Write out every entry exactly as it stands.
+ + + + + + +
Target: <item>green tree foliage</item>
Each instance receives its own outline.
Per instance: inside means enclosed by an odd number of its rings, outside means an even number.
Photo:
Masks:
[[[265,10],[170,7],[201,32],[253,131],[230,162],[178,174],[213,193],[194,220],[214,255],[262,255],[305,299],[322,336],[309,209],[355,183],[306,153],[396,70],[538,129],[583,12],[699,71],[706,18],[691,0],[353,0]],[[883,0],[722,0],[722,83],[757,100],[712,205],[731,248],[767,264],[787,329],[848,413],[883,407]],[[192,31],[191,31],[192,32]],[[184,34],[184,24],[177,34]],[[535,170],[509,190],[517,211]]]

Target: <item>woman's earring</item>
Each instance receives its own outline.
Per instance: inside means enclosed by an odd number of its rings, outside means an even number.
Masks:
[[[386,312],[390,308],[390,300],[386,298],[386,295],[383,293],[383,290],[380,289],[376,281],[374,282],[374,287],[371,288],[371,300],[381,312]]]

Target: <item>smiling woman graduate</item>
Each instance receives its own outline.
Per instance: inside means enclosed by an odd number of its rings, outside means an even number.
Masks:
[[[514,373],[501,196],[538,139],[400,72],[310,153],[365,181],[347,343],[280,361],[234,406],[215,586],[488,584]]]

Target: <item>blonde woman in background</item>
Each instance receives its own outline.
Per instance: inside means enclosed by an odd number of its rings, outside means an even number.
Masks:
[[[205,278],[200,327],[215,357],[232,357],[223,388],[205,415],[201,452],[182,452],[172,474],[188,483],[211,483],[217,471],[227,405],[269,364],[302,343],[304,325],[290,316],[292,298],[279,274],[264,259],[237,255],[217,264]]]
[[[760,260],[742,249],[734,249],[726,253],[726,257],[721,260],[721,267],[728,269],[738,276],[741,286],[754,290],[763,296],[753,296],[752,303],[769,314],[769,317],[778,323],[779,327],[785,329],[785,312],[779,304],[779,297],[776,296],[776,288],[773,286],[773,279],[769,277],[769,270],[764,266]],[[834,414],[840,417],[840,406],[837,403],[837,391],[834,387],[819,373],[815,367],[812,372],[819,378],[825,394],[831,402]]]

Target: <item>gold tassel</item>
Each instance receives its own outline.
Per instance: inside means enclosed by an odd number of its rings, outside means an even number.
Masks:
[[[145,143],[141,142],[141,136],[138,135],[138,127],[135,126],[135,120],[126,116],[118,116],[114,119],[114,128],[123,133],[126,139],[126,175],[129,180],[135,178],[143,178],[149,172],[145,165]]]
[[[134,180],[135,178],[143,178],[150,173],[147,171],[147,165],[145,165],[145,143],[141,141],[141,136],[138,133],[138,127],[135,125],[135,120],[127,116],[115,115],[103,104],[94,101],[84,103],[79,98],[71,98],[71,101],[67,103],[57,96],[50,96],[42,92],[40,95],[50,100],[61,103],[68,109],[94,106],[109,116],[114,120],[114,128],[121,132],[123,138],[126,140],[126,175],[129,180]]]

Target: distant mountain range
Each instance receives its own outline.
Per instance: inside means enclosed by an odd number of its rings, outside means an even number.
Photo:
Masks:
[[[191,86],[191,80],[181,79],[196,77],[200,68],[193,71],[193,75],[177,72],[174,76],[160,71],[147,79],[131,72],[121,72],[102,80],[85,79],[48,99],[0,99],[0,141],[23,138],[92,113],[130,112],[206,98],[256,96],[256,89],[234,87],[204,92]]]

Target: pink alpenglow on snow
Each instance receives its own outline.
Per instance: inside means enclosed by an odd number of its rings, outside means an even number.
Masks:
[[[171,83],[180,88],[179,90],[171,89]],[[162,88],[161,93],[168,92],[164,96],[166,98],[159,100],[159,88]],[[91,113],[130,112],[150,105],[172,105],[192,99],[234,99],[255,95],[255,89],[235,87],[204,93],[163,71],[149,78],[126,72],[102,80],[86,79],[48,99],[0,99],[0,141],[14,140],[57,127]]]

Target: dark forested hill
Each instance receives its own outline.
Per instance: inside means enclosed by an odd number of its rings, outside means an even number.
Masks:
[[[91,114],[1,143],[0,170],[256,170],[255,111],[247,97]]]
+ + + + + + +
| Solution to the problem |
Target: <item>green tree foliage</item>
Each instance receives its own outline.
Per instance: inside means enclosed by an odd number of its rings, outside means an even number.
Photo:
Masks:
[[[265,10],[170,7],[201,32],[253,131],[230,162],[178,174],[213,193],[194,220],[214,255],[262,255],[305,299],[322,336],[309,209],[355,183],[306,153],[396,70],[538,129],[583,12],[699,71],[706,18],[691,0],[353,0]],[[883,0],[722,0],[722,83],[757,100],[712,205],[731,248],[767,264],[787,329],[848,413],[883,407]],[[192,31],[191,31],[192,32]],[[184,34],[184,24],[177,34]],[[535,170],[509,190],[517,211]]]

Target: <item>woman's earring</item>
Each instance receives its own outline.
Per instance: inside means enclosed by an odd number of its rings, outside means an even number.
Masks:
[[[386,312],[390,308],[390,300],[386,298],[386,295],[383,293],[383,290],[380,289],[376,281],[374,282],[374,287],[371,288],[371,300],[381,312]]]

Target: <item>smiling woman graduate</item>
Each instance receives its own outline.
Per instance: inside means enclosed by an odd number of its rings, outside means an even number.
Masks:
[[[514,373],[501,196],[538,139],[400,72],[310,153],[365,181],[347,343],[280,361],[234,406],[215,586],[488,584]]]

Target: <item>blonde woman in background</item>
Each instance receives its own outline.
Per instance: inside means enclosed by an odd number of its rings, outside means an even number.
Masks:
[[[205,278],[200,327],[215,357],[232,357],[223,388],[205,415],[201,452],[182,452],[172,474],[188,483],[211,483],[217,471],[227,405],[269,364],[302,343],[304,325],[290,316],[292,298],[279,274],[264,259],[237,255],[217,264]]]
[[[760,260],[742,249],[734,249],[726,253],[726,257],[721,260],[721,267],[728,269],[738,276],[741,286],[754,290],[763,296],[753,296],[752,303],[769,314],[769,317],[778,323],[779,327],[785,329],[785,312],[779,304],[779,297],[776,296],[776,288],[773,286],[773,279],[769,277],[769,270],[764,266]],[[834,414],[840,417],[840,406],[837,403],[837,391],[834,387],[819,373],[815,367],[812,372],[819,378],[825,394],[831,402]]]

Target: <item>gold tassel</item>
Each instance receives its own outline.
Per instance: inside means enclosed by an odd number of its rings, outside means an even number.
Masks:
[[[145,143],[141,142],[141,136],[138,135],[138,127],[135,126],[135,120],[126,116],[118,116],[114,119],[114,128],[123,133],[126,139],[126,175],[129,180],[135,178],[143,178],[149,172],[145,165]]]
[[[134,180],[135,178],[143,178],[150,173],[147,171],[147,165],[145,165],[145,143],[141,141],[141,136],[138,133],[138,127],[135,125],[135,120],[127,116],[115,115],[103,104],[94,101],[84,103],[79,98],[71,98],[71,101],[67,103],[57,96],[50,96],[42,92],[40,95],[50,100],[61,103],[68,109],[94,106],[109,116],[114,120],[114,128],[121,132],[123,138],[126,140],[126,175],[129,180]]]

Target: distant mountain range
Each instance receives its own outline.
Per instance: inside means enclosed by an odd number of its rings, outside means an even number.
Photo:
Masks:
[[[191,86],[191,80],[181,79],[196,77],[200,68],[193,71],[193,75],[177,72],[174,76],[160,71],[147,79],[131,72],[121,72],[102,80],[85,79],[48,99],[0,99],[0,141],[23,138],[92,113],[130,112],[206,98],[256,96],[256,89],[234,87],[204,92]]]

Target: pink alpenglow on snow
Each instance receives its own outline.
Per instance: inside means enclosed by an odd number of its rings, outside means an even number.
Masks:
[[[171,83],[180,88],[179,90],[171,89]],[[162,88],[161,93],[168,92],[164,96],[166,98],[159,100],[159,88]],[[91,113],[130,112],[150,105],[172,105],[192,99],[234,99],[255,95],[255,89],[235,87],[204,93],[163,71],[149,78],[126,72],[102,80],[86,79],[48,99],[0,99],[0,141],[14,140],[57,127]]]

Target: dark forested hill
Each instance receives its own outline.
Per instance: inside means enclosed by an odd number of its rings, outside means an even number.
Masks:
[[[91,114],[1,143],[0,170],[256,170],[255,111],[247,97]]]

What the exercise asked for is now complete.